━━━ Document extract
Ask anyone in construction what the biggest problem they face is and there is just one answer: the skills shortage. As Britain prepares to host the Olympics in 2012, the industry is facing its toughest test yet, with 150,000 jobs being created, many of which will be in construction.

Although the skills crisis is not so acute outside the South-east and Midlands, Britain is in the throes of a nationwide house and schoolbuilding programme, and those in the regions fear the glitter of the Games will draw their workers to London. Added to this, the capital has projects such as T5 and Crossrail soaking up the industry’s human resources. So where are the required 88,000 extra people a year going to come from? It seems there are five key questions that need to be answered …

How bad is the problem?

The short, and rather worrying, answer is that we don’t know. CITB–ConstructionSkills is the body responsible for compiling statistics on the scale of the problem, but it says it cannot make a firm prediction until details of the Olympic plans are clear – the materials used for building the stadiums and the exact number of affordable homes, for example. It expects to have an estimate by the end of October.

The CITB has said that the construction industry needs to recruit 88,000 new people every year to replace leavers and to cover existing work commitments. Doing some quick maths, Barry Stephens, chief executive of the National Federation of Builders points out that the Olympics, which are set to cost a total of about £12bn, are likely to more than double the industry’s annual total turnover growth, from 1.5% to 3.5%. And this doesn’t include the speculative projects that will follow as developers rush to capitalise on the property uplift effect.

The Chartered Institute of Building also has evidence that the shortage is acute. When the institute asked its members in August if they were having difficulty recruiting, it found that four-fifths had experienced problems in the past year and that nine out of 10 expected the skills shortage to last beyond 2005. Most in demand were those in the crafts and trades, and semi-skilled manual workers – more than half of the members surveyed said they’d experienced difficulties recruiting site and contract managers.
━━━━━━
━━━ Data rows
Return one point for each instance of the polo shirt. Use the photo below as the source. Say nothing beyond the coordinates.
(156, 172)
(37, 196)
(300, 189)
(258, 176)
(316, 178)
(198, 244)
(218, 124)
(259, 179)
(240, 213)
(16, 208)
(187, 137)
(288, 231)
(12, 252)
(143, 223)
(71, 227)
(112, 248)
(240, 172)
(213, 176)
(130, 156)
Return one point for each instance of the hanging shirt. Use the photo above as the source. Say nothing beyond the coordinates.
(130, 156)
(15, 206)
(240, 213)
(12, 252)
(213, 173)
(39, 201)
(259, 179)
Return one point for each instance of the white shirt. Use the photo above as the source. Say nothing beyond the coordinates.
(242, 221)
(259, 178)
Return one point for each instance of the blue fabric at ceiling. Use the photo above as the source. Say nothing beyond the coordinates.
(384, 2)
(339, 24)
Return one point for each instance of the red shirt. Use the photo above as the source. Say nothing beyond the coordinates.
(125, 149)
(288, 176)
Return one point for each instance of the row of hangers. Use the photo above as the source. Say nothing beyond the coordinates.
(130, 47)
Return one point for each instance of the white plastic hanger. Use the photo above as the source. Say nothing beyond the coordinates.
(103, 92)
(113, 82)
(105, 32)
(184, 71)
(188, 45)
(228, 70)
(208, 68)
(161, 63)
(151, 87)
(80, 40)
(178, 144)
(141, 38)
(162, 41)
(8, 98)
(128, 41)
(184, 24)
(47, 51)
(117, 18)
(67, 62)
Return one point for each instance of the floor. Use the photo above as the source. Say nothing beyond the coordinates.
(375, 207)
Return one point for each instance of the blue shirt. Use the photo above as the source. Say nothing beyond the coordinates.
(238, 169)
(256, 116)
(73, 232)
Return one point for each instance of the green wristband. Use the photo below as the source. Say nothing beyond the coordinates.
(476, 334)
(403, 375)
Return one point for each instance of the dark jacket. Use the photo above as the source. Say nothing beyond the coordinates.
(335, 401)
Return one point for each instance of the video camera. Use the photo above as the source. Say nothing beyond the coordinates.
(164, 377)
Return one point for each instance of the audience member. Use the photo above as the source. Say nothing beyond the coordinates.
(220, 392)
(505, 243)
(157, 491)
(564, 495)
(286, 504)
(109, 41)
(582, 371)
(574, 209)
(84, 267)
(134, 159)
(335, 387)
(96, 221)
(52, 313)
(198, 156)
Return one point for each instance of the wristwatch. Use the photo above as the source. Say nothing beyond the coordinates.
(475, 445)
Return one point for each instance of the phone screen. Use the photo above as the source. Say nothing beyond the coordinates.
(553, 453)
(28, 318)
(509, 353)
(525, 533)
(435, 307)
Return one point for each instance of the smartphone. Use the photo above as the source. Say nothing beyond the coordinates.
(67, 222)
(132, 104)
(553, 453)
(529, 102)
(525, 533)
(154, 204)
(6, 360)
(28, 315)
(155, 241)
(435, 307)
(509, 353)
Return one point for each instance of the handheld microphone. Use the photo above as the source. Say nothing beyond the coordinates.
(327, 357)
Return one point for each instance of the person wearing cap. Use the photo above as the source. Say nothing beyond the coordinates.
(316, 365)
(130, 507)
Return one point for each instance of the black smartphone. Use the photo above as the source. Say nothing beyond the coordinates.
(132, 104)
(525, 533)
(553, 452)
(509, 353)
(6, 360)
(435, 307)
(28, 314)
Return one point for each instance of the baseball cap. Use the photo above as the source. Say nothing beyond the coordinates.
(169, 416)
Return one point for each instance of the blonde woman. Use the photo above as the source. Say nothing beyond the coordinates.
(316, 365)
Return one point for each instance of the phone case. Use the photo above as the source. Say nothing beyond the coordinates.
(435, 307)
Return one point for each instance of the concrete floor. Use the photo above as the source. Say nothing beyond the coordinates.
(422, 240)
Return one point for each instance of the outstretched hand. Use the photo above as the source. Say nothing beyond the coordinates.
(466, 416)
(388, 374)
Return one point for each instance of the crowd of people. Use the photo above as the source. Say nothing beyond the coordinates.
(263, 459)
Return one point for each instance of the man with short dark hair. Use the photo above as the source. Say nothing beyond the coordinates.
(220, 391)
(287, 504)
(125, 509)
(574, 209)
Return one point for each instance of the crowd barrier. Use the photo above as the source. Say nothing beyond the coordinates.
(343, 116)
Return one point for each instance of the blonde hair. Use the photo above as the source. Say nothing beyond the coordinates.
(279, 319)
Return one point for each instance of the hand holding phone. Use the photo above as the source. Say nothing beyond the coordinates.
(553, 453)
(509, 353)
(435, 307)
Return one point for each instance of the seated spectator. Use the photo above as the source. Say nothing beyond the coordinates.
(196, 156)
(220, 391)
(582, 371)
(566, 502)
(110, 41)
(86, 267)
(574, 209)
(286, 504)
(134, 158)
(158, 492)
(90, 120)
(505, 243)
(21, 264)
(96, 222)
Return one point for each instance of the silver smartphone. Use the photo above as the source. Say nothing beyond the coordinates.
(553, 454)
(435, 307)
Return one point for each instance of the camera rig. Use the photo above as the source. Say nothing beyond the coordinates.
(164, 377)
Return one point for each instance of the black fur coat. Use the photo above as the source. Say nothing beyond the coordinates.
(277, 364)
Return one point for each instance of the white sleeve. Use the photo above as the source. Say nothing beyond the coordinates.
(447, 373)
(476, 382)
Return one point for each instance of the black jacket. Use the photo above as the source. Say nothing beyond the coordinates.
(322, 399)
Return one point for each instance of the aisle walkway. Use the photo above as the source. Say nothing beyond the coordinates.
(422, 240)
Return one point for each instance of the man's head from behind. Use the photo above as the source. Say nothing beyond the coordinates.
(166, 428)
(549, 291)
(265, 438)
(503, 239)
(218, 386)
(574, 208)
━━━━━━
Tasks for this exercise =>
1/ According to the construction skills article, by when does CITB–ConstructionSkills expect to have an estimate of the problem's scale?
2/ Copy out word for word the part of the construction skills article starting with "The CITB has" and going on through "property uplift effect.".
3/ List every organization named in the construction skills article.
Draw only on the construction skills article, not on the material.

Answer list =>
1/ By the end of October.

2/
The CITB has said that the construction industry needs to recruit 88,000 new people every year to replace leavers and to cover existing work commitments. Doing some quick maths, Barry Stephens, chief executive of the National Federation of Builders points out that the Olympics, which are set to cost a total of about £12bn, are likely to more than double the industry’s annual total turnover growth, from 1.5% to 3.5%. And this doesn’t include the speculative projects that will follow as developers rush to capitalise on the property uplift effect.

3/ CITB–ConstructionSkills, the National Federation of Builders, the Chartered Institute of Building